---------- DOCUMENT EXCERPT
In order to speed things up a little bit, it is quite easy to add multi-core
functionality to the operations provided by gimms. This is particularly
applicable to rasterizeGimms
with raster::writeRaster
option enabled, i.e.
parameter filename
specified. When run in parallel, the operation performs
considerably faster as compared to the base implementation.
## first, the base version from above
system.time(
rasterizeGimms(gimms_files,
filename = paste0(gimms_files, ".tif"), overwrite = TRUE)
)
# user system elapsed
# 48.142 3.003 54.535
## next, the parallelized version
rasterizeGimmsParallel <- function(files, nodes = 4, overwrite = FALSE, ...) {
# create and register parallel backend
library(doParallel)
cl <- makeCluster(nodes)
registerDoParallel(cl)
# loop over 'x' and process single files in parallel
ls_rst <- foreach(i = files, .packages = "gimms",
.export = ls(envir = globalenv())) %dopar% {
filename <- paste0(i, ".tif")
if (overwrite | !file.exists(filename)) {
rasterizeGimms(i, filename = filename, overwrite = TRUE, ...)
} else {
raster(i, crs = "+init=epsg:4326")
}
}
# deregister parallel backend
closeAllConnections()
# return stacked layers
return(stack(ls_rst))
}
system.time(
rasterizeGimmsParallel(gimms_files, overwrite = TRUE)
)
# user system elapsed
# 0.142 0.102 29.144
In the context of parallel processing, feel free to also browse the advanced
applications based on GIMMS NDVI3g data below. There are some more examples
included demonstrating the reasonable use of doParallel functionality
(Analytics and Weston, 2014) along with the gimms package, which is
probably particulary applicable for downloadGimms
(given that your internet
connection is fast enough to manage multi-core file downloads).
The last section of this brief introduction is meant to demonstrate the use of GIMMS NDVI3g data in a more practical sense. Note that all necessary work steps are briefly documented as in-line comments. Perhaps it might be interesting for some of you...
################################################################################
## download data
################################################################################
## download entire gimms ndvi3g collection in parallel
library(doParallel)
cl <- makeCluster(4)
registerDoParallel(cl)
gimms_files <- updateInventory(sort = TRUE)
gimms_files <- foreach(i = gimms_files, .packages = "gimms",
.combine = "c") %dopar% downloadGimms(i, dsn = "data/")
stopImplicitCluster()
--------------------
---------- RECORDS SUPPLIED
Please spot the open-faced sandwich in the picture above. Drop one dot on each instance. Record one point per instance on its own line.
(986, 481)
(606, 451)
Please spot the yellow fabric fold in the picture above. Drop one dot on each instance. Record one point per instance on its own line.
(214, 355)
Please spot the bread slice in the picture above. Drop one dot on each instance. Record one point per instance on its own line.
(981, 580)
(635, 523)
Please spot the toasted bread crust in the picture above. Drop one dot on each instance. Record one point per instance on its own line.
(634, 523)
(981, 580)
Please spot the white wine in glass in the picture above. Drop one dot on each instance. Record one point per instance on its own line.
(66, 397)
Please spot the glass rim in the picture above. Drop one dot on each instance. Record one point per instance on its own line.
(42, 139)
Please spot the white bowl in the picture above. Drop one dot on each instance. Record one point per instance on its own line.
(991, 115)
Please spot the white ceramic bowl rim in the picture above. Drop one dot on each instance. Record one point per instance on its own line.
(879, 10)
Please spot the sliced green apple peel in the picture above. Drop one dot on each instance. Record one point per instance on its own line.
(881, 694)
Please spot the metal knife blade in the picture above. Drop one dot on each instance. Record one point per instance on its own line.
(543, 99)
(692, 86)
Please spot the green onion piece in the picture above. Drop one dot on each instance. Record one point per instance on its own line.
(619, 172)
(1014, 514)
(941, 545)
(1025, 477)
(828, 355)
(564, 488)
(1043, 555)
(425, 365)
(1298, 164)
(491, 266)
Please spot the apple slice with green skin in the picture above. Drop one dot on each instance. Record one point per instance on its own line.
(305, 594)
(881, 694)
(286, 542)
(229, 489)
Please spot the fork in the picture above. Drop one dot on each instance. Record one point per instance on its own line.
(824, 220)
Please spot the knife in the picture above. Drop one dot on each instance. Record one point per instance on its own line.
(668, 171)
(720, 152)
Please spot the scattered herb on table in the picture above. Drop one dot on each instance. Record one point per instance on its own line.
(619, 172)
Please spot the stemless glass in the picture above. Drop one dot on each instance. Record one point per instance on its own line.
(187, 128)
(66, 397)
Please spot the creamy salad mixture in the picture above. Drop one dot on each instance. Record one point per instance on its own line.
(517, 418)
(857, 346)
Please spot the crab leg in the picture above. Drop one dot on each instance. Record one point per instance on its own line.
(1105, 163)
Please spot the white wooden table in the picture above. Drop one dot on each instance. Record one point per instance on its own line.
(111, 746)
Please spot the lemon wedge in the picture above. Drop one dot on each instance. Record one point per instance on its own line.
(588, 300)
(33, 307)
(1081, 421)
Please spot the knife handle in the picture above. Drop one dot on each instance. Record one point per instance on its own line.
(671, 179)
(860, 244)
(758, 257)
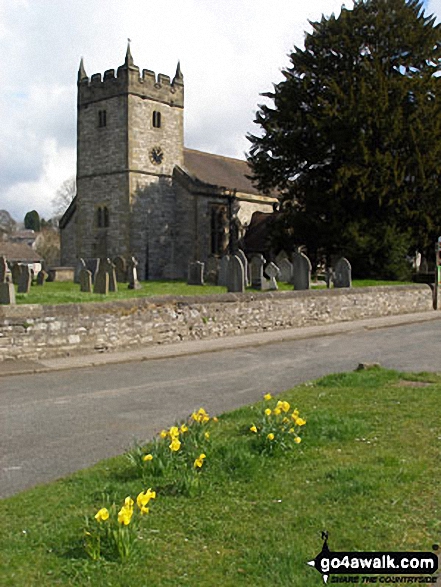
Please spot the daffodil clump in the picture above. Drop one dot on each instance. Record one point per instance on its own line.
(114, 531)
(277, 426)
(179, 453)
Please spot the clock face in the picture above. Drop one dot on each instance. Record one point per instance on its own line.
(156, 155)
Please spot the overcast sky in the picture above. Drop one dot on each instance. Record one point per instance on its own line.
(230, 51)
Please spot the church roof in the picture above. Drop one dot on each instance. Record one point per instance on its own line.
(219, 171)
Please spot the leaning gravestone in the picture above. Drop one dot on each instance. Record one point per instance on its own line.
(211, 270)
(132, 274)
(79, 267)
(7, 293)
(257, 265)
(223, 270)
(25, 279)
(272, 271)
(85, 280)
(235, 275)
(120, 269)
(301, 270)
(285, 267)
(342, 273)
(244, 260)
(3, 269)
(195, 273)
(41, 277)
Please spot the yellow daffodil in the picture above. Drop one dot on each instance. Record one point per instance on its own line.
(125, 515)
(144, 497)
(199, 461)
(174, 432)
(175, 445)
(102, 515)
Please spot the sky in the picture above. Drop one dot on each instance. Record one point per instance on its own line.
(230, 51)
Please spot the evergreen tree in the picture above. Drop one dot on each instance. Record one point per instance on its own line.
(353, 141)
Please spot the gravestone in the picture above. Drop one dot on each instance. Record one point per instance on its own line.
(3, 269)
(342, 273)
(132, 274)
(79, 267)
(244, 260)
(257, 265)
(272, 271)
(235, 275)
(15, 272)
(120, 269)
(223, 271)
(211, 271)
(41, 277)
(86, 281)
(301, 271)
(285, 267)
(25, 279)
(7, 293)
(195, 273)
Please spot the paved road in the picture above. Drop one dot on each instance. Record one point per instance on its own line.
(61, 419)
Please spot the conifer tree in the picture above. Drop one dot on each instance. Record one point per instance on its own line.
(353, 140)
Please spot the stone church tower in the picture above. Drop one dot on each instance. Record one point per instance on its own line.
(139, 191)
(129, 139)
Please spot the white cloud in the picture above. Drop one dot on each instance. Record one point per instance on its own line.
(230, 52)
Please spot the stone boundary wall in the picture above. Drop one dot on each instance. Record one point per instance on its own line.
(36, 331)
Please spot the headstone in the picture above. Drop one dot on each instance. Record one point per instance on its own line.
(7, 293)
(25, 279)
(301, 271)
(195, 273)
(285, 267)
(244, 260)
(15, 272)
(211, 272)
(223, 270)
(235, 275)
(41, 277)
(101, 284)
(3, 269)
(273, 272)
(280, 257)
(257, 265)
(79, 267)
(86, 280)
(342, 273)
(120, 269)
(132, 274)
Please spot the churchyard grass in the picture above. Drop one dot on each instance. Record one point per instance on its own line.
(367, 471)
(67, 292)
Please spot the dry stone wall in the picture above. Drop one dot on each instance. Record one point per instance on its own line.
(37, 331)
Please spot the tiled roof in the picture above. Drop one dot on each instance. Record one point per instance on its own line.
(18, 252)
(219, 171)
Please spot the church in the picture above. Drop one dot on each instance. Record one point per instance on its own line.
(140, 192)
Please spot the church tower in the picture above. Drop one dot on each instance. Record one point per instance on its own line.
(129, 140)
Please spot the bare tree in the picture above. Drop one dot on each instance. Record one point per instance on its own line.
(7, 224)
(64, 196)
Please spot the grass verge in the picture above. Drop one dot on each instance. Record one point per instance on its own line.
(367, 471)
(67, 293)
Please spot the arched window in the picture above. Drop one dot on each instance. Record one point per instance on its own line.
(156, 119)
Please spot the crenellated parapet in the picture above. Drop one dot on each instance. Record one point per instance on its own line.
(129, 80)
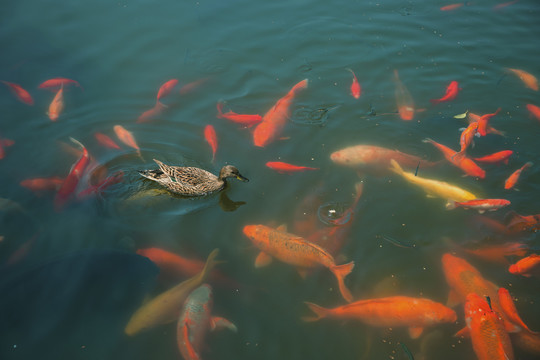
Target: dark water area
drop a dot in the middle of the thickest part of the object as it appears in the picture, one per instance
(70, 278)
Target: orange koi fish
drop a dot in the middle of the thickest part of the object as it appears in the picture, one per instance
(211, 138)
(451, 7)
(468, 166)
(195, 321)
(527, 266)
(534, 110)
(296, 251)
(56, 83)
(43, 184)
(4, 143)
(356, 90)
(483, 122)
(489, 338)
(127, 138)
(513, 179)
(414, 313)
(451, 93)
(274, 120)
(284, 168)
(166, 88)
(21, 94)
(481, 205)
(244, 119)
(529, 80)
(404, 100)
(375, 159)
(106, 141)
(165, 308)
(57, 105)
(72, 180)
(501, 156)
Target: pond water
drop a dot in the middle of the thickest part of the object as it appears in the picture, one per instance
(70, 278)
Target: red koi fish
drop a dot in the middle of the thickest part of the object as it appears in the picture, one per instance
(106, 141)
(4, 143)
(468, 166)
(296, 251)
(196, 320)
(57, 105)
(284, 168)
(393, 311)
(481, 205)
(21, 94)
(56, 83)
(127, 138)
(513, 179)
(489, 338)
(501, 156)
(534, 110)
(166, 88)
(451, 93)
(356, 90)
(72, 180)
(101, 186)
(244, 119)
(527, 266)
(404, 100)
(274, 120)
(211, 138)
(43, 184)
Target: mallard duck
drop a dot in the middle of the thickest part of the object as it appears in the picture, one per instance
(191, 181)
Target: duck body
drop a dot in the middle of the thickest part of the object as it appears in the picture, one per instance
(191, 181)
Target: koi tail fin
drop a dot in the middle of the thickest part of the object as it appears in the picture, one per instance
(319, 311)
(341, 271)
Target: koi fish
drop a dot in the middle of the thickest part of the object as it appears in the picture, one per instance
(483, 122)
(404, 100)
(375, 159)
(4, 143)
(529, 80)
(462, 162)
(450, 94)
(433, 187)
(513, 179)
(56, 83)
(481, 205)
(127, 138)
(195, 321)
(527, 266)
(489, 339)
(244, 119)
(274, 120)
(21, 94)
(284, 168)
(355, 86)
(211, 138)
(296, 251)
(166, 88)
(393, 311)
(501, 156)
(43, 184)
(72, 180)
(106, 141)
(57, 105)
(534, 110)
(165, 308)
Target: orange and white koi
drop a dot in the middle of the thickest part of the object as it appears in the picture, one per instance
(297, 251)
(514, 177)
(274, 120)
(393, 311)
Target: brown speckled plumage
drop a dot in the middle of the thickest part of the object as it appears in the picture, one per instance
(191, 181)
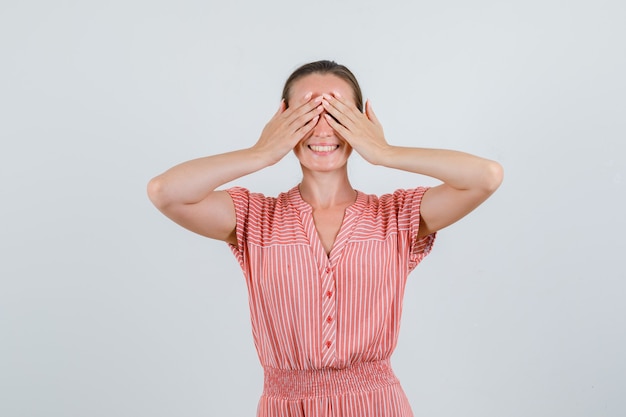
--------------------
• **WHAT TO DO**
**A.** In the gimms parallel-processing tutorial, how many nodes does rasterizeGimmsParallel use by default?
**B.** Write the next part of the gimms parallel-processing tutorial, picking up right after its last line.

• **ANSWERS TO THE TASKS**
**A.** Four nodes (nodes = 4).

**B.**
################################################################################
## rasterize binary files
################################################################################
## rasterize gimms ndvi3g binary files in parallel (see above function
## definition of `rasterizeGimmsParallel`)
gimms_raster <- rasterizeGimmsParallel(gimms_files, overwrite = TRUE)
## remove incomplete first year
gimms_files <- gimms_files[-(1:12)]
gimms_raster <- gimms_raster[[-(1:12)]]
################################################################################
## resample to a lower spatial resolution (to avoid stack overflow)
################################################################################
## aggregate to a lower spatial resolution
cl <- makeCluster(4)
registerDoParallel(cl)
gimms_raster_agg <- foreach(i = 1:nlayers(gimms_raster),
.packages = c("raster", "rgdal")) %dopar%
aggregate(gimms_raster[[i]], fact = 3, fun = median,
filename = paste0("data/agg/AGG_", names(gimms_raster[[i]])),
format = "GTiff", overwrite = TRUE)
gimms_raster_agg <- stack(gimms_raster_agg)
################################################################################
## remove seasonal signal
################################################################################
## calculate long-term bi-monthly means
gimms_list_means <- foreach(i = 1:24,
.packages = c("raster", "rgdal")) %dopar% {
# layers corresponding to current period (e.g. '82jan15a')
id <- seq(i, nlayers(gimms_raster_agg), 24)
gimms_raster_agg_tmp <- gimms_raster_agg[[id]]
# calculate long-term mean of current period (e.g. for 1982-2013 'jan15a')
calc(gimms_raster_agg_tmp, fun = mean, na.rm = TRUE)
}
gimms_raster_means <- stack(gimms_list_means)
## replicate bi-monthly 'gimms_raster_means' to match up with number of layers of
## initial 'gimms_raster_agg' (as `foreach` does not support recycling!)
gimms_list_means <- replicate(nlayers(gimms_raster_agg) / nlayers(gimms_raster_means),
gimms_raster_means)
gimms_raster_means <- stack(gimms_list_means)
## subtract long-term mean from bi-monthly values
files_out <- names(gimms_raster_agg)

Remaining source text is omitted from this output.